Johannes_Kepler_horoscopeDear Mr. Kearney:

This is in response to your letter to the editor of the Frankfort Kentucky State Journal, dated January 15th of this year.

Your reaction to “Planting by the signs,” written by Phillip Case, highlights a number of misunderstandings that skeptics of astrology often seem to have. I’d like to clear some things up for you.

First of all, you make a statement about confusing the scientific with the supernatural. Strictly speaking, “supernatural” is defined as something attributed to a force beyond scientific understanding or the laws of nature. Lumping astrology in with werewolves and vampires is a fun rhetorical trick to dismiss astrology, but kind of misses the point.

I may be an astrologer, but I’m as big a fan of science as anyone. Who in their right mind doesn’t love and respect brain surgery or the internet or a microwave burrito?

Phrenology and the practice of throwing virgins into volcanoes to ensure a good crop may have come and gone, but astrology is still very much with us. That doesn’t necessarily make it true, but it should make astrology a worthy subject for scientific investigation. The problem is that anyone attempting to secure the funding required for a proper scientific study has to face the general academic opinion that astrology is nonsense. This is akin to a scientist of the 1700s laughing it off if a shaman offered him willow bark tea to “drive out the demons of pain in his head.” That same scientist would be very unlikely to do the research that would have led to the discovery of salicin, which is now a common pain reliever.

Just because science has not proven something to be true does not make it false. That is a fallacy called scientism, and it is as easy for rationalists to fall into it as it is for religious extremists to fall into dogmatism.

Your statement that “during the time when astrology prevailed, it was assumed the Earth was flat and at the center of the universe” is a common misconception. Although in some times and places that was the prevailing view, many ancient cultures noticed the shape of the Earth’s shadow passing across the face of the Moon during a Lunar Eclipse and correctly deduced that the Earth is round. In my experience, the Flat Earth/geocentric arguments that are used to dismiss astrology demonstrate a lack of understanding of both astrology and ancient history in general.

**ENTRIES SHOWN:**
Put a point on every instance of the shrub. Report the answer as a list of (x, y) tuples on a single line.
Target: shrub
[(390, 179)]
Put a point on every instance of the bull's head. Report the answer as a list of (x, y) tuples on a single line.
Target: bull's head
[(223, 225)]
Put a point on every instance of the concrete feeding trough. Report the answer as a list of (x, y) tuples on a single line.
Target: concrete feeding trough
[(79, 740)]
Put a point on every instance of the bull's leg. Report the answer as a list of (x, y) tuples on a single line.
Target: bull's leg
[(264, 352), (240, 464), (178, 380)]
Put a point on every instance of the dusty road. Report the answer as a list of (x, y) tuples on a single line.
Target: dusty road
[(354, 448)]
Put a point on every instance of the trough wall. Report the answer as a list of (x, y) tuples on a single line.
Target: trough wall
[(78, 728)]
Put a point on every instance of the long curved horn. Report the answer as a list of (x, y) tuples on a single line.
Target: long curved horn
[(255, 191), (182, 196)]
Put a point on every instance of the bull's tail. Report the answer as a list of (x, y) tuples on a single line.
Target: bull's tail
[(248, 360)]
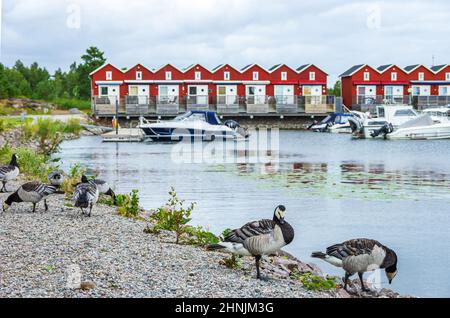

**QUESTIONS ON THE MATERIAL:**
1 > Rewrite the letter on astrology between "Phrenology and the" and "common pain reliever.", inclusive, using "healer" in place of "shaman".
2 > In the letter on astrology, what did many ancient cultures observe during a Lunar Eclipse that led them to conclude the Earth is round?
You won't need the items for what comes next.

**RESULTS IN ORDER:**
1 >
Phrenology and the practice of throwing virgins into volcanoes to ensure a good crop may have come and gone, but astrology is still very much with us. That doesn’t necessarily make it true, but it should make astrology a worthy subject for scientific investigation. The problem is that anyone attempting to secure the funding required for a proper scientific study has to face the general academic opinion that astrology is nonsense. This is akin to a scientist of the 1700s laughing it off if a healer offered him willow bark tea to “drive out the demons of pain in his head.” That same scientist would be very unlikely to do the research that would have led to the discovery of salicin, which is now a common pain reliever.

2 > They saw the shape of the Earth's shadow passing across the face of the Moon.